=== Source document ===
================
Once notice is given, the employer must respond in writing within 28 days, confirming the date the maternity leave will end [5]. An employee can change the leave start date later by giving at least 28 days of notice [5]. Accountants managing this across several employers usually rely on a payroll bureau platform to track each scheme's notice dates and confirmation deadlines so none are missed.
Rights that continue during maternity leave
A frequent misconception is that maternity leave suspends the employment relationship. It does not. Most contractual rights continue throughout the leave, and the employee is entitled to any pay rises and improvements to terms granted during the period [6].
Holiday, pension and contractual terms
Annual leave continues to accrue throughout statutory maternity leave, including bank holidays, because the contract remains live [10]. An employee cannot take holiday and maternity leave at the same time, so accrued holiday is usually taken before or after the leave, and where the employee cannot use it within the holiday year the employer must allow it to carry over [10].
Pension treatment follows the pay. During paid maternity leave the employer continues to make pension contributions based on the salary the employee would have earned had they not been on leave, not on the reduced SMP they actually receive [12]. The employee's own contributions are based on their actual pay during the period [12]. For a fuller treatment of contribution duties, the guide to auto-enrolment sets out the assessment rules in detail.
Keeping in touch days
An employee can work up to 10 keeping in touch days during maternity leave without bringing the leave or pay to an end [6]. The days are optional for both sides, and the work can include training or any activity that maintains contact with the workplace [6]. Keeping in touch work is paid as agreed between the employee and the employer, and a single hour of work counts as a full keeping in touch day.
Antenatal appointments and protection from detriment
Pregnant employees are entitled to reasonable paid time off for antenatal appointments, including the travel time, and the law treats unfavourable treatment because of those appointments as unlawful [11]. After the first appointment the employer may ask for an appointment card or other evidence [11].
Pregnancy and maternity are protected characteristics, so an employee cannot be dismissed, selected for redundancy or treated detrimentally because of pregnancy, childbirth or maternity leave [9]. An employer who manages a pregnancy or maternity case must document decisions carefully, because the burden of showing that any detriment was unrelated to the pregnancy falls on the employer.
Returning to work and redundancy protection
An employee returning after Ordinary Maternity Leave has the right to come back to the same job. After Additional Maternity Leave the right is to return to the same job, or where that is not reasonably practicable, to a suitable and appropriate alternative on terms no less favourable [6]. An employee who intends to return at the end of the full leave does not need to give further notice; only an early return requires notice, normally eight weeks [6].
================
=== Stated exercise 1 ===
Find every line in the entries that contains the word "place" and copy each of those lines.

=== Record set ===
================
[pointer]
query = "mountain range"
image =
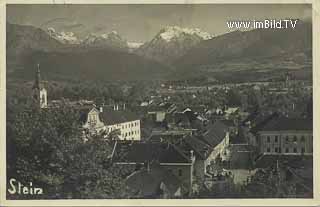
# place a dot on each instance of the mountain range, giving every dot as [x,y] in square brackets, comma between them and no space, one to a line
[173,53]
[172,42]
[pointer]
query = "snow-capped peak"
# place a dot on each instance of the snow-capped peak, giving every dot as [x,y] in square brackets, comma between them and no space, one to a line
================
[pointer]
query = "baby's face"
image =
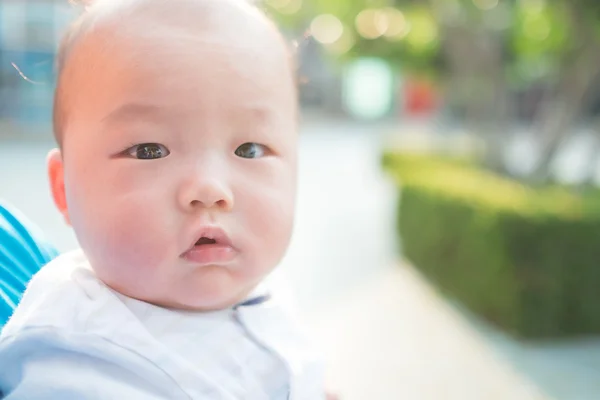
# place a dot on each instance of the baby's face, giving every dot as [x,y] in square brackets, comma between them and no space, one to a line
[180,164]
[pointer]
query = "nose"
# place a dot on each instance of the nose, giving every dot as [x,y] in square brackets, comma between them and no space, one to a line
================
=== Stated exercise 2 ===
Edit the maternity leave text by rewriting everything from "Antenatal appointments and" down to "other evidence [11].", with "unlawful" changed to "prohibited".

=== Complete answer 1 ===
# place a dot on each instance of the mountain range, giving every dot as [x,y] in square brackets, comma between them and no space, one to a line
# place a dot on each instance of the snow-capped peak, giving every dot as [x,y] in square brackets, comma between them and no space, one to a line
# place a dot on each instance of the baby's face, giving every dot as [x,y] in square brackets, comma between them and no space, one to a line
# place a dot on each instance of the nose, giving every dot as [x,y] in square brackets, comma between them and no space, one to a line

=== Complete answer 2 ===
Antenatal appointments and protection from detriment
Pregnant employees are entitled to reasonable paid time off for antenatal appointments, including the travel time, and the law treats unfavourable treatment because of those appointments as prohibited [11]. After the first appointment the employer may ask for an appointment card or other evidence [11].